FRAGMENTO DE TEXTO:
>>
Bueno, pues ya está aquí, un año más y con mal tiempo, según las previsiones. La Tamborrada cierra el mes más festivo del año en esta ciudad, ese que empieza el 21 de Diciembre con olor a txistorra y termina pasado mañana, 20 de Enero con redoble de miles de tambores para descanso de nuestros estómagos (y de nuestros bolsillos).
Son precisamente esas dos fiestas, Santo Tomás y San Sebastián, las que más me gustan –por no decir las únicas- del calendario invernal exhaustivo de desenfreno gastronómico y consumista; digamos que es como una película larguísima de un realizador surrealista, que te gusta cuando empieza y cuando termina, pero lo que hay entre medias estás deseando que pase rápido.
En realidad mi calendario anual no empieza con las uvas y los petardos, sino con la izada de bandera la víspera de San Sebastián. Es esa noche, una noche importante en mi imaginario particular, una noche que empezó a cargarse de significado un 19 de Enero de 1977, cuando asistí por primera vez a la izada en público de una bandera que había estado confiscada y escondida en el corazón popular por imperativo legal de quien hacía las leyes entonces.
Aquella noche, en la Plaza de la Constitución, que todavía se llamaba Plaza del 18 de Julio por hacer referencia a una fecha que será tristemente histórica en este país -y que no sé si los jóvenes sabrían ubicar adecuadamente-, con mi recién estrenada conciencia política de cómo funcionaba nuestro pequeño mundo, formé parte de una emoción colectiva que despertó en mí el germen de la reflexión sobre el mundo en el que me estaba tocando vivir. Aquella noche heladora de 1977 fuimos a la plaza a llorar de alegría. Así la recuerdo a pesar de todo el tiempo transcurrido.
<<
TRABAJO SOLICITADO:
Reproduce íntegramente y sin modificaciones el texto sobre la Tamborrada.

DATOS MOSTRADOS:
>>
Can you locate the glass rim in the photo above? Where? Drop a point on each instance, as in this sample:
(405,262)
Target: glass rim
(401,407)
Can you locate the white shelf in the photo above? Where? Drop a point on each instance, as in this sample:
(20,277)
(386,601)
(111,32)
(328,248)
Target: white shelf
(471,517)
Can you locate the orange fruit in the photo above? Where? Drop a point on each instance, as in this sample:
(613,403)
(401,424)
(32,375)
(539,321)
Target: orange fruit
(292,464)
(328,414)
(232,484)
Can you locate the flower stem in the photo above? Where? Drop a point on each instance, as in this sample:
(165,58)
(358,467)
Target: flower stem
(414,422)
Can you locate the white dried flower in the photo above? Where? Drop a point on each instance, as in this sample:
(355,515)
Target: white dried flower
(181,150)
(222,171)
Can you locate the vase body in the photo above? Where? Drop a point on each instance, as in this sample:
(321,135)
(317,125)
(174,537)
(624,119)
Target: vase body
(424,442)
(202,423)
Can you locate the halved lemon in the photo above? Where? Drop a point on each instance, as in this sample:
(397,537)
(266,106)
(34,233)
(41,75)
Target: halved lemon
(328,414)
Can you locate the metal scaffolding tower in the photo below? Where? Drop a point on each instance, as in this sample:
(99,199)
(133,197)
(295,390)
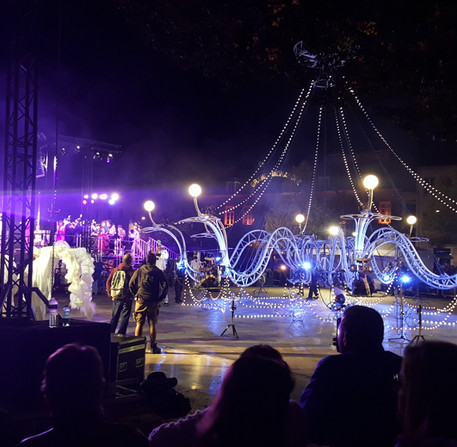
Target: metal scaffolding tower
(19,170)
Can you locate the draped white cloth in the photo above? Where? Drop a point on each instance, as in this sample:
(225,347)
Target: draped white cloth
(80,267)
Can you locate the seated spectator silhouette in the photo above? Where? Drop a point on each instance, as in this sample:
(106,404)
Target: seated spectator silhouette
(72,386)
(251,408)
(428,395)
(351,397)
<<
RESPUESTA ESCRITA:
Bueno, pues ya está aquí, un año más y con mal tiempo, según las previsiones. La Tamborrada cierra el mes más festivo del año en esta ciudad, ese que empieza el 21 de Diciembre con olor a txistorra y termina pasado mañana, 20 de Enero con redoble de miles de tambores para descanso de nuestros estómagos (y de nuestros bolsillos).
Son precisamente esas dos fiestas, Santo Tomás y San Sebastián, las que más me gustan –por no decir las únicas- del calendario invernal exhaustivo de desenfreno gastronómico y consumista; digamos que es como una película larguísima de un realizador surrealista, que te gusta cuando empieza y cuando termina, pero lo que hay entre medias estás deseando que pase rápido.
En realidad mi calendario anual no empieza con las uvas y los petardos, sino con la izada de bandera la víspera de San Sebastián. Es esa noche, una noche importante en mi imaginario particular, una noche que empezó a cargarse de significado un 19 de Enero de 1977, cuando asistí por primera vez a la izada en público de una bandera que había estado confiscada y escondida en el corazón popular por imperativo legal de quien hacía las leyes entonces.
Aquella noche, en la Plaza de la Constitución, que todavía se llamaba Plaza del 18 de Julio por hacer referencia a una fecha que será tristemente histórica en este país -y que no sé si los jóvenes sabrían ubicar adecuadamente-, con mi recién estrenada conciencia política de cómo funcionaba nuestro pequeño mundo, formé parte de una emoción colectiva que despertó en mí el germen de la reflexión sobre el mundo en el que me estaba tocando vivir. Aquella noche heladora de 1977 fuimos a la plaza a llorar de alegría. Así la recuerdo a pesar de todo el tiempo transcurrido.